[start Data for processing]
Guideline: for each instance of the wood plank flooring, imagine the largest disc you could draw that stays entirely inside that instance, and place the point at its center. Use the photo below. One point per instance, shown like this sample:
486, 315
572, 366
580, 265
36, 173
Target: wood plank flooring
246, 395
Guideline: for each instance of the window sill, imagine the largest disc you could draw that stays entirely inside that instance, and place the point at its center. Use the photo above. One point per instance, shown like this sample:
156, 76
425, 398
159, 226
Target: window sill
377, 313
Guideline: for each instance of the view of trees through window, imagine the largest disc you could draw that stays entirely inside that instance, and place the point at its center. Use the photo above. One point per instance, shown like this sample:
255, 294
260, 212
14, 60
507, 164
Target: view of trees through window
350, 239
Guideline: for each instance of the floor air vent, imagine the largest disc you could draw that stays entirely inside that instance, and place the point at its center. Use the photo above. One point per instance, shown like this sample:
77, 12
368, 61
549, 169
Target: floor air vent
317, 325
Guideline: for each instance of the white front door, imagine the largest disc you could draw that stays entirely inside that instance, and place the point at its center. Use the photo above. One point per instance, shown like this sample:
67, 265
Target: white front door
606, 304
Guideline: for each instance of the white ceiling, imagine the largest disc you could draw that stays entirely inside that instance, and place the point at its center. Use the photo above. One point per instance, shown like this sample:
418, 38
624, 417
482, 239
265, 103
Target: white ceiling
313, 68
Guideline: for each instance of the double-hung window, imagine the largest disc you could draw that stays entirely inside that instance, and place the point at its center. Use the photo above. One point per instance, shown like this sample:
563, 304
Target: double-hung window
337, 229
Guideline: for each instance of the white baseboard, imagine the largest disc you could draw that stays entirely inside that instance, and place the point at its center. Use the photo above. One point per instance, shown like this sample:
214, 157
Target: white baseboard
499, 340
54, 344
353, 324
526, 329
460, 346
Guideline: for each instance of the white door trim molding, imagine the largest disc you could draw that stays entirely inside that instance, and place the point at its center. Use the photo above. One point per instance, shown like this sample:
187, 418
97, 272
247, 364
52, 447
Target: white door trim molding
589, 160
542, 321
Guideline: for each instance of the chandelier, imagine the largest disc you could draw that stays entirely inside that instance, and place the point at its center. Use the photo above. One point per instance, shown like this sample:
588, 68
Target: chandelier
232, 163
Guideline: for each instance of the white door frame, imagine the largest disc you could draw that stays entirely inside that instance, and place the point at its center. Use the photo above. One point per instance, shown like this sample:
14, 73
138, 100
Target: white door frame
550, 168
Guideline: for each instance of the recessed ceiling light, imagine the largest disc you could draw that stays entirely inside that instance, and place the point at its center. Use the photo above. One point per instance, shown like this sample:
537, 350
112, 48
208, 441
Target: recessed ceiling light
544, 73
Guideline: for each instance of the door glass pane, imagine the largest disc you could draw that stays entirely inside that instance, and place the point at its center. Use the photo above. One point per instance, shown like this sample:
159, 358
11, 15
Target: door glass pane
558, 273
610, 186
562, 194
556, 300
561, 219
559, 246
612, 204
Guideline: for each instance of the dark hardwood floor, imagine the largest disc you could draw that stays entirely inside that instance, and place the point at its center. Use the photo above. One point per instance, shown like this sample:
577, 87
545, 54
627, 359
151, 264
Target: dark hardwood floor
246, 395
[end Data for processing]
### Given request
Return each of the items above without a single change, keeping them in the same order.

### Exercise result
Guideline: for each instance of the wood plank flooring, imagine the largest disc you could draw that stays entirely inside that instance, and place the point at its center. Use the photo below. One point per instance, shown like this sample:
486, 315
572, 366
580, 265
36, 173
Target: wood plank flooring
246, 395
Guideline: for each instance of the window sill, imagine the largest disc you could draw that stays entirely inside that instance, and place the point at its center. Use the photo above. One point per instance, shown like this sample:
156, 76
425, 398
159, 226
Target: window sill
377, 313
Guideline: for each instance of the view of trees through window, imagine the largest disc you could draw that stays entirely inside that instance, and place the point at its center. Use the photo above. One point per instance, shown like this sample:
255, 294
260, 212
14, 60
507, 164
Target: view of trees through window
350, 239
Guideline: for each instance of the floor air vent, imagine the largest disc you could draw that stays entirely inside that instance, and place the point at its center. Use the photo above. One point per instance, shown like this sample:
77, 12
368, 61
549, 169
Target: floor air vent
317, 325
Guideline: for each instance of the white front door, imagine the largest disc you could draw that stays entirely inside that instance, and place the point at its center. Use the photo above. One point per instance, shown like this sample:
67, 265
Target: white front door
606, 304
Guideline: for each instance of the white ceiling, imagine the largest disc you could draw that stays entirely inside that instance, and place the point at its center. Use the photo above. One point per instance, shown like this sample:
418, 38
624, 417
482, 239
265, 103
Target: white ceiling
313, 68
Guideline: for each instance of the double-hung window, imagine the largest disc you could draw that stays entirely inside that instance, and place the point at its center. Use the photo above. One point per instance, shown like this sample:
563, 304
Target: double-hung window
337, 229
Guideline: for each instance of the white baseboard, imagine the largest disc you could draw that stays entirely inside that instance, and place the point at its center. Use the photo above. One point per instance, shown like this sample:
214, 157
Target: white baseboard
499, 340
54, 344
353, 324
526, 329
460, 346
Guideline: for each instance of the white door trim molding, imagine the largest disc you could draw that stays entirely inside that instance, and place the point at its center. Use the photo above. One point per instance, shown like this sample:
187, 418
97, 272
247, 364
52, 447
Target: white door trim molding
589, 160
542, 321
Guideline: for each instance of the chandelier, imagine the largest disc you could draw that stays entirely inside that instance, and place the point at its center. Use the photo above. One point per instance, shown like this sample:
588, 68
Target: chandelier
232, 163
Guideline: for each instance of the white door frame, imagine the largest disc you could draw that stays entirely inside that instance, and place the point at its center. Use the photo above. One point per instance, shown like this sample:
14, 73
138, 100
Target: white door frame
550, 168
Guideline: for each instance of the recessed ceiling light, imagine the largest disc you could draw that stays entirely inside that instance, and place the point at its center. Use the photo above. One point per instance, shown like this sample:
537, 350
112, 48
208, 441
Target: recessed ceiling light
544, 73
Guideline: for each instance of the door glass pane, imagine the largest disc you could draw that stays entirely inside that instance, and place the point at its center. Use the photo above. One point per instance, shown like this sample:
159, 358
11, 15
Target: door glass pane
558, 273
610, 186
562, 194
556, 300
561, 219
559, 246
612, 204
Guideline: for each instance of the dark hardwood floor, imagine the largest disc you could draw that stays entirely inside that instance, and place the point at its center. Use the photo above. One point per instance, shown like this sample:
577, 87
545, 54
627, 359
151, 264
Target: dark hardwood floor
246, 395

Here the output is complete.